**TEXT TO READ:**
'''

# SWFL Beryllium Build



## SWFL_Gheenoe (Aug 24, 2017)

Well here goes nothing...

After looking over literally every Conchfish build thread, and talking with a few of you guys, im ready to pull the trigger on starting a Beryllium skiff. Not sure what length I will go with yet, but I am thinking a 17-18' finished product would be fitting. Always subject to change, but the idea in my head as of now is a very clean and simple (less complicated) deck layout, one big hatch forward, open cockpit, small storage or crustacean well on the stern, and powered by a 50-70hp tiller. Home is 10 minutes from the 10k islands, and I think running the beach for tarpon, trap lines for tripletail, or sneaking up on backcountry reds and snook will be well within the capabilities of the skiff.

I am a relative newbie when it comes to working with fiberglass, though I have been around boats my whole (short 27yr) life. I like to think of myself as quite handy, able to make things albeit not pretty, so this will be a fun test and learning experience.

This is my prospective shopping list
Shelter logic shelter - ideally will house the skiff when its all finished, so dont mind buying a "fancy" one
10 sheets 3/4" carbon core - Fiberglass Discount Store in Tampa
3 sheets 1/2" carbon core - FDS in Tpa
15 gal vinylester resin - US Composites
125ydx50" 10oz glass - USC
10ydx50" 7oz glass - USC
10lb Cabosil - USC
10lb microbaloons - USC
Brushes/rollers/gloves/respirator cartridges - wherever is cheapest
Big azz fan to keep things cool



Will be building in my back yard, and had the bright idea of trying to create a work station from a flat deck trailer. Keeps things elevated from the water, plus checks two boxes as it will be a good transporter for the next project, 70's era F100. Just dont know if the cost matches what it would actually accomplish... I think I could build a 8x24 elevated deck for around 750 bucks too.

May be getting ahead of myself here, but made an IG for it too - SWFL_BerylliumBuild


----------



## firecat1981 (Nov 27, 2007)

Does Chris spec any CSM if using vinylester resin?


----------



## SWFL_Gheenoe (Aug 24, 2017)

Forgive my noobness, whats CSM?


----------



## Sublime (Oct 9, 2015)

SWFL_Gheenoe said:


> Forgive my noobness, whats CSM?


chopped strand mat


----------



## Sublime (Oct 9, 2015)

What is the 1/2” core for ?


----------



## SWFL_Gheenoe (Aug 24, 2017)

'''

**DATA SECTION:**
'''

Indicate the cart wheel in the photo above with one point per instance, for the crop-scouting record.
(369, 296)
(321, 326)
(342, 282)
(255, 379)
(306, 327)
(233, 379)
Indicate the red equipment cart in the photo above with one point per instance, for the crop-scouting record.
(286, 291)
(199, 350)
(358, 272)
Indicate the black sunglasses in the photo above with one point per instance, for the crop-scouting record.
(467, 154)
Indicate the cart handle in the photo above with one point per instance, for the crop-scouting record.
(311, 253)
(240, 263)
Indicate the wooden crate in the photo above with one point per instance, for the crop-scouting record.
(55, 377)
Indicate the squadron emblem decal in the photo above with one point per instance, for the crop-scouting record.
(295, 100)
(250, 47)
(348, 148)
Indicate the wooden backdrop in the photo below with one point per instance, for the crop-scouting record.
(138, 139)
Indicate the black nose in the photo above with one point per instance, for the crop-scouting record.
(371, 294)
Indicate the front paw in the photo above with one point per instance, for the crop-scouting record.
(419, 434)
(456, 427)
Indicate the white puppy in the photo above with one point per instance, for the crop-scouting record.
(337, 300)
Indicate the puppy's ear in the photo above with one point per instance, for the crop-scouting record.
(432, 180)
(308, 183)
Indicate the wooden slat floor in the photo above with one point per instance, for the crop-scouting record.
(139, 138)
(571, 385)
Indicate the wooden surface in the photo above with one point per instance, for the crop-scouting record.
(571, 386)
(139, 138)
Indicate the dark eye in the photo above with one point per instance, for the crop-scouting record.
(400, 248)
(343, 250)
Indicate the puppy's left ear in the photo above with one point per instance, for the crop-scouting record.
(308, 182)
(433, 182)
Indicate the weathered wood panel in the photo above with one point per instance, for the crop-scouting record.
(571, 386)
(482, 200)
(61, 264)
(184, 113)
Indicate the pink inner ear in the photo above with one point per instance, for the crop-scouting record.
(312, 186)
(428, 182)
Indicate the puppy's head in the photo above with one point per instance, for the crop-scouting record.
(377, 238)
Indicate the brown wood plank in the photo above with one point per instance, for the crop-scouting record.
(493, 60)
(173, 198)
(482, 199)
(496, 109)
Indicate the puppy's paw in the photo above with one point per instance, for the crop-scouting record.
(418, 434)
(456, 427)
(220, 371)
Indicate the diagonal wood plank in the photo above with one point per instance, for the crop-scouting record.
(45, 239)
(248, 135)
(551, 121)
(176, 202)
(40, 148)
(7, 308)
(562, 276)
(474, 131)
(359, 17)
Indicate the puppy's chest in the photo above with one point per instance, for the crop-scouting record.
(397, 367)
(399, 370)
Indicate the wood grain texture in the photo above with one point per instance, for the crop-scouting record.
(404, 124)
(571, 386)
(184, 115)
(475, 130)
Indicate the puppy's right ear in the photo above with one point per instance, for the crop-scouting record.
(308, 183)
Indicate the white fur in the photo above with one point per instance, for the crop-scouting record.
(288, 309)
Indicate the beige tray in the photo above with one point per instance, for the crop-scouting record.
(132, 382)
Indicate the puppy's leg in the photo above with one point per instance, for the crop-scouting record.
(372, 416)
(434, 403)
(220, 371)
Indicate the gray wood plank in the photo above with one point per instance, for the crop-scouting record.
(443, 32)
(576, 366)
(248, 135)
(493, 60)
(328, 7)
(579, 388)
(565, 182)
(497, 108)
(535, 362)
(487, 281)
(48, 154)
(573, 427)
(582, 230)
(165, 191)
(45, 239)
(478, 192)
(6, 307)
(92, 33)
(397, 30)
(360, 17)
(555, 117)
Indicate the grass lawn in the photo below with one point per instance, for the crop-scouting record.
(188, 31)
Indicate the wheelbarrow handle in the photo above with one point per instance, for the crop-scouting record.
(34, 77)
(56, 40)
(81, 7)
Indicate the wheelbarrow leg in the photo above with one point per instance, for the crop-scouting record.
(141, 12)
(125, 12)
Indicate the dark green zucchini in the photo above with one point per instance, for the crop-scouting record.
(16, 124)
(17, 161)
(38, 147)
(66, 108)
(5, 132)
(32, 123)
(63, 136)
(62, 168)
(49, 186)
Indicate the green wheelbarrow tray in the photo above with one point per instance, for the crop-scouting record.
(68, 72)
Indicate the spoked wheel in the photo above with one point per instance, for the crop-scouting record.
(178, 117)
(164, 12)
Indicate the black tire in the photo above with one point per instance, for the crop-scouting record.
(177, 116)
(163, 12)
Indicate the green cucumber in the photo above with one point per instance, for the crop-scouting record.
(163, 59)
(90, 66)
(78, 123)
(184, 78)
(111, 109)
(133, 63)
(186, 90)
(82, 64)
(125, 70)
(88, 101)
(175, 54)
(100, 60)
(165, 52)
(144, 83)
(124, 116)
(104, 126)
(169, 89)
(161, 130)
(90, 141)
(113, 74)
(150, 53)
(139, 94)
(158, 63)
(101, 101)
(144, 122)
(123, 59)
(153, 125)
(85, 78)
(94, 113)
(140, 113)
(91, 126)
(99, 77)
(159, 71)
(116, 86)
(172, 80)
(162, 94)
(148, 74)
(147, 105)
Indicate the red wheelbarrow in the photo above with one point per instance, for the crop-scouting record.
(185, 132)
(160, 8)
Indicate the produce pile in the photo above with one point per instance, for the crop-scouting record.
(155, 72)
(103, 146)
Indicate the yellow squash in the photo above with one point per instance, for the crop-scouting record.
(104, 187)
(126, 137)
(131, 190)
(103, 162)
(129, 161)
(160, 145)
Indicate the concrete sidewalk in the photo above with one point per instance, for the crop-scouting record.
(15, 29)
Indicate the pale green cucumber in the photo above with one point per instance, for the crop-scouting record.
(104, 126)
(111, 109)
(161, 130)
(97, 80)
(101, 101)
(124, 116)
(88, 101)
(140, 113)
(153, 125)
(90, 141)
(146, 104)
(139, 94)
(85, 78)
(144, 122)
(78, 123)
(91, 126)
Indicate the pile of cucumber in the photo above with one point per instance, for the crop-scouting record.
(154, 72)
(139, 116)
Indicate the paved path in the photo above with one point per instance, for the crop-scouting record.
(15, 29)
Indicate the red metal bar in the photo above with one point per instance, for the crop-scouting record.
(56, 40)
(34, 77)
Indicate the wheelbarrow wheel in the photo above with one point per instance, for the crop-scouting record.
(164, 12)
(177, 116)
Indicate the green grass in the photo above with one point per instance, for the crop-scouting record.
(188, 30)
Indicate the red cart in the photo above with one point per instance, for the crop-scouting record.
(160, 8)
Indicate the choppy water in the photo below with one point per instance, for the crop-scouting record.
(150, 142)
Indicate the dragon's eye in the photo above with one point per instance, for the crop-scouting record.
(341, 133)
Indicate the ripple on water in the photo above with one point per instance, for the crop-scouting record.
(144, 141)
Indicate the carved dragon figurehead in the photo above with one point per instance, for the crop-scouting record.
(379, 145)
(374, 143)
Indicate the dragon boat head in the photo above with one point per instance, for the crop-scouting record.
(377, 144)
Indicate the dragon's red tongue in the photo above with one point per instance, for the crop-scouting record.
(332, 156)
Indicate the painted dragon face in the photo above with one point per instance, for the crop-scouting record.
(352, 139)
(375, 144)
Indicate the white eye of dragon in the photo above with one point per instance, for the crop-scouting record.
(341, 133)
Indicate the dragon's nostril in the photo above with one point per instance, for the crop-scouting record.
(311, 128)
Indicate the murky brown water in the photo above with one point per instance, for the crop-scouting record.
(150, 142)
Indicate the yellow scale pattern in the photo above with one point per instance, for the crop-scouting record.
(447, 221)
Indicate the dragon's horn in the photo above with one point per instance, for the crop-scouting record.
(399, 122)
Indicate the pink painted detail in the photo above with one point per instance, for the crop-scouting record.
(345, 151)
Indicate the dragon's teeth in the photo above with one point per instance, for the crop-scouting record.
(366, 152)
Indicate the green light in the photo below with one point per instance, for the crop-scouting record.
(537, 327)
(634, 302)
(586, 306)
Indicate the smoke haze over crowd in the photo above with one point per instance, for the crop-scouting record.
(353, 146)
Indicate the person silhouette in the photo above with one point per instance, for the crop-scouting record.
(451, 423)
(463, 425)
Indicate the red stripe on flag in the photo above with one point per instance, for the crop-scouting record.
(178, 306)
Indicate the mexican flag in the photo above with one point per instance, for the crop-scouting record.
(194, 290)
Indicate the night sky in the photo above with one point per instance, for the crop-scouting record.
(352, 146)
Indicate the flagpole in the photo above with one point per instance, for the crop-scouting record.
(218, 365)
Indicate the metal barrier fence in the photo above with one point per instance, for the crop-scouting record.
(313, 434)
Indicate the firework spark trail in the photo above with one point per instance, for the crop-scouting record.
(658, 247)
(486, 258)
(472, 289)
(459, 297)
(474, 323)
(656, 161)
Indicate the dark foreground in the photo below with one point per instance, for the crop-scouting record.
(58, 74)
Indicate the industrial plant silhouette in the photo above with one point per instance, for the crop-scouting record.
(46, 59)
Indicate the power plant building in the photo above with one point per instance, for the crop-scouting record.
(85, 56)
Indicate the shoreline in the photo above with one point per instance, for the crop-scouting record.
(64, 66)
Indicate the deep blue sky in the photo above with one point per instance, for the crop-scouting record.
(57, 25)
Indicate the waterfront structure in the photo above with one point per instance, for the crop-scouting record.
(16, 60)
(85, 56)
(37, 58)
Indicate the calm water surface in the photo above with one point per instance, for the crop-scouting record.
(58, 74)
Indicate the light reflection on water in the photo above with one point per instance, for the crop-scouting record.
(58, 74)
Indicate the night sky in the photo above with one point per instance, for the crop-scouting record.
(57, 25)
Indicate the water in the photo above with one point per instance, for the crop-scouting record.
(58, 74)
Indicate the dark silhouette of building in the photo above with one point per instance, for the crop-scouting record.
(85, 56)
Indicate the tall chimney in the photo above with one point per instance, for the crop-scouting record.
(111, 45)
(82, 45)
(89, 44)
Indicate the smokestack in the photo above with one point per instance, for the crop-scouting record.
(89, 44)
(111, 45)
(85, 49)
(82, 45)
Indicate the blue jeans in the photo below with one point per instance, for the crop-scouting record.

'''

**THE PROBLEM:** Reproduce a passage from the skiff build thread, beginning at the words "Will be building" and stopping after "using vinylester resin?". You won't need the records for this.

**TASK OUTPUT:**
Will be building in my back yard, and had the bright idea of trying to create a work station from a flat deck trailer. Keeps things elevated from the water, plus checks two boxes as it will be a good transporter for the next project, 70's era F100. Just dont know if the cost matches what it would actually accomplish... I think I could build a 8x24 elevated deck for around 750 bucks too.

May be getting ahead of myself here, but made an IG for it too - SWFL_BerylliumBuild


----------



## firecat1981 (Nov 27, 2007)

Does Chris spec any CSM if using vinylester resin?